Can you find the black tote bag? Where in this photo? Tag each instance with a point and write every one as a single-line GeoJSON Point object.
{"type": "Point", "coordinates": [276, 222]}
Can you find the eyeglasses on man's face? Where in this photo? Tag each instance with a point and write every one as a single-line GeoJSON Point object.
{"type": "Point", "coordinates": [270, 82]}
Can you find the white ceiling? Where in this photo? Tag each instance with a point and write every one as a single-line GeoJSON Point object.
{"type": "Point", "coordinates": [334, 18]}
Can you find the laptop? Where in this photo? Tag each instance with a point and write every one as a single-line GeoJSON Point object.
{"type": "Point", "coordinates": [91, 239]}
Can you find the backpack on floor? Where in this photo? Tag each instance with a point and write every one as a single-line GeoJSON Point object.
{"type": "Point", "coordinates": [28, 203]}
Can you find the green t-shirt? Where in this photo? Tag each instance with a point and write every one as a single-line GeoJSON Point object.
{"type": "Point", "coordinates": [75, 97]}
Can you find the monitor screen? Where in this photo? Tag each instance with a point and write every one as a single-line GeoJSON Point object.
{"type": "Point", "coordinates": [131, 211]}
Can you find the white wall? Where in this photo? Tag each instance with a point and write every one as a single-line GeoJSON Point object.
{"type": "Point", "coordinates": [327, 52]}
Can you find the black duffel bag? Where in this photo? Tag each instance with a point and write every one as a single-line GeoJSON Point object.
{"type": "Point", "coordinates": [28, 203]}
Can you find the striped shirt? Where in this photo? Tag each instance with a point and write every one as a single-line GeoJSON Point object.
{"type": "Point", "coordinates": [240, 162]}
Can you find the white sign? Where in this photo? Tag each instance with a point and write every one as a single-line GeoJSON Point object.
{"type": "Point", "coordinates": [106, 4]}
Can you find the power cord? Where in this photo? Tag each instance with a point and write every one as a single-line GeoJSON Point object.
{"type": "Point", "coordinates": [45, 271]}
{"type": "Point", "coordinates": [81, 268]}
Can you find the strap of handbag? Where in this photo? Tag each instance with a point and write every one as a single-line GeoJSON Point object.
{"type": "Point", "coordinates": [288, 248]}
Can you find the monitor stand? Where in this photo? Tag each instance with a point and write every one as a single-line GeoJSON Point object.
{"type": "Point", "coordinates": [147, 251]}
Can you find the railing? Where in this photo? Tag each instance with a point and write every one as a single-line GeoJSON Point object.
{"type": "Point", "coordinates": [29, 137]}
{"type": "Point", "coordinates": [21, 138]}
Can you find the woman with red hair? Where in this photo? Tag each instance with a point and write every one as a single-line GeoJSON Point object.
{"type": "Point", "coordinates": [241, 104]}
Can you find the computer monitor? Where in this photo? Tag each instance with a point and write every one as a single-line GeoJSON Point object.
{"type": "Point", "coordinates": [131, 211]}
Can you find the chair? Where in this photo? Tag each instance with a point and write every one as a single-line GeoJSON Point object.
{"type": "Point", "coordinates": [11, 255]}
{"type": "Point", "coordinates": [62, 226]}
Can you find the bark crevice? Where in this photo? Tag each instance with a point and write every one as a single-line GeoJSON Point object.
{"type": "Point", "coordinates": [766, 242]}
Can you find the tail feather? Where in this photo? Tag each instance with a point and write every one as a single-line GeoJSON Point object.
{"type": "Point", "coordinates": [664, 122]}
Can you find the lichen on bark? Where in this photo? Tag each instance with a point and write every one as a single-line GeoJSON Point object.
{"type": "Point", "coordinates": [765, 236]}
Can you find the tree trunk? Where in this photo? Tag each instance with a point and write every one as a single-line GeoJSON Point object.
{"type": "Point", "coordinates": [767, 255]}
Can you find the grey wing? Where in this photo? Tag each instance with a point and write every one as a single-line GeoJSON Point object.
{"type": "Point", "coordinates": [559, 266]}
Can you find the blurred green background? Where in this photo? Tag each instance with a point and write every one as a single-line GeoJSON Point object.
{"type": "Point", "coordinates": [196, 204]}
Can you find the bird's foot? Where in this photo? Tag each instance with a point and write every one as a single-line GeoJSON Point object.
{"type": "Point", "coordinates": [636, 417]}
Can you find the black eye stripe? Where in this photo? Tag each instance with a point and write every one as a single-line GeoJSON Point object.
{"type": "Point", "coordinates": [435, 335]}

::::::

### Given exercise
Update all of the records by changing every "Tag each instance" to "Mark each instance" and keeping everything else the same.

### Result for this exercise
Can you find the black tote bag? Where in this photo? Mark each instance with a point and write every one as a single-line GeoJSON Point object.
{"type": "Point", "coordinates": [276, 222]}
Can you find the eyeglasses on man's face? Where in this photo? Mark each instance with a point and write every one as a single-line GeoJSON Point object.
{"type": "Point", "coordinates": [270, 82]}
Can you find the white ceiling? Where in this photo? Mark each instance with a point and write every one as a single-line GeoJSON Point object.
{"type": "Point", "coordinates": [334, 18]}
Can you find the laptop? Where in this photo? Mark each instance with a point and write every one as a single-line GeoJSON Point object.
{"type": "Point", "coordinates": [91, 239]}
Can you find the backpack on floor? Where in this photo? Mark each instance with a point and write every one as a single-line GeoJSON Point object.
{"type": "Point", "coordinates": [28, 203]}
Can you find the green t-shirt? Where in this photo? Mark each instance with a point and write every one as a single-line GeoJSON Point object.
{"type": "Point", "coordinates": [75, 97]}
Can you find the monitor screen? Where in this photo? Mark each instance with a point and write every one as a single-line GeoJSON Point object.
{"type": "Point", "coordinates": [131, 211]}
Can you find the white wall? Where in this photo? Mark each instance with a point and write every one as a single-line GeoJSON Point object.
{"type": "Point", "coordinates": [327, 52]}
Can you find the black duffel bag? Where in this photo? Mark each instance with a point and write every one as a single-line GeoJSON Point object.
{"type": "Point", "coordinates": [28, 203]}
Can you find the striped shirt? Where in this photo? Mark each instance with a point and write every one as a single-line GeoJSON Point object.
{"type": "Point", "coordinates": [240, 162]}
Can you find the white sign? Where in this photo? Mark each instance with a point and write every one as a single-line GeoJSON Point object.
{"type": "Point", "coordinates": [106, 4]}
Can you find the power cord? Where in this photo? Mark each instance with a point and write every one as a single-line GeoJSON Point object.
{"type": "Point", "coordinates": [45, 271]}
{"type": "Point", "coordinates": [81, 268]}
Can you find the strap of handbag? Where in this photo? Mark each instance with a point and write every one as a single-line GeoJSON Point object.
{"type": "Point", "coordinates": [288, 248]}
Can you find the monitor stand? Where in this photo? Mark each instance with a point and write every one as a single-line GeoJSON Point object.
{"type": "Point", "coordinates": [147, 251]}
Can you find the railing? Where in this photo? Mark each instance with a point and write every one as a single-line GeoJSON Point object.
{"type": "Point", "coordinates": [29, 137]}
{"type": "Point", "coordinates": [21, 138]}
Can you find the woman with red hair? Where in this photo? Mark each instance with a point and write every one as a single-line GeoJSON Point object.
{"type": "Point", "coordinates": [241, 104]}
Can you find the computer monitor? Where in this photo? Mark each instance with a point and write every one as a single-line GeoJSON Point object.
{"type": "Point", "coordinates": [131, 211]}
Can you find the chair? Where in this photo? Mark each instance with a point and write every one as a single-line GeoJSON Point object.
{"type": "Point", "coordinates": [11, 255]}
{"type": "Point", "coordinates": [62, 226]}
Can you find the bark crevice? Where in this photo? Mark each instance with a point and write every one as a single-line GeoJSON Point object.
{"type": "Point", "coordinates": [766, 242]}
Can you find the tail feather? Where in this photo? Mark each instance with a point and write every one as a single-line GeoJSON Point object.
{"type": "Point", "coordinates": [664, 122]}
Can you find the lichen on bark? Where in this photo? Mark each instance with a point and write every one as a single-line GeoJSON Point object.
{"type": "Point", "coordinates": [765, 236]}
Can you find the tree trunk? Where in this photo? Mark each instance with a point and write every one as a single-line GeoJSON Point object.
{"type": "Point", "coordinates": [767, 255]}
Can you find the grey wing? Where in this photo? Mark each instance with a point and write every one as a single-line GeoJSON Point object.
{"type": "Point", "coordinates": [559, 266]}
Can you find the blurred green background? Where in this photo? Mark each instance with a point and write every one as a single-line GeoJSON Point object.
{"type": "Point", "coordinates": [196, 204]}
Can you find the bird's foot? Where in this photo? Mark each instance with a point and write every one as a single-line GeoJSON Point object.
{"type": "Point", "coordinates": [636, 417]}
Can you find the black eye stripe? Where in this photo? Mark each instance with a point and write every one as a single-line GeoJSON Point object.
{"type": "Point", "coordinates": [435, 335]}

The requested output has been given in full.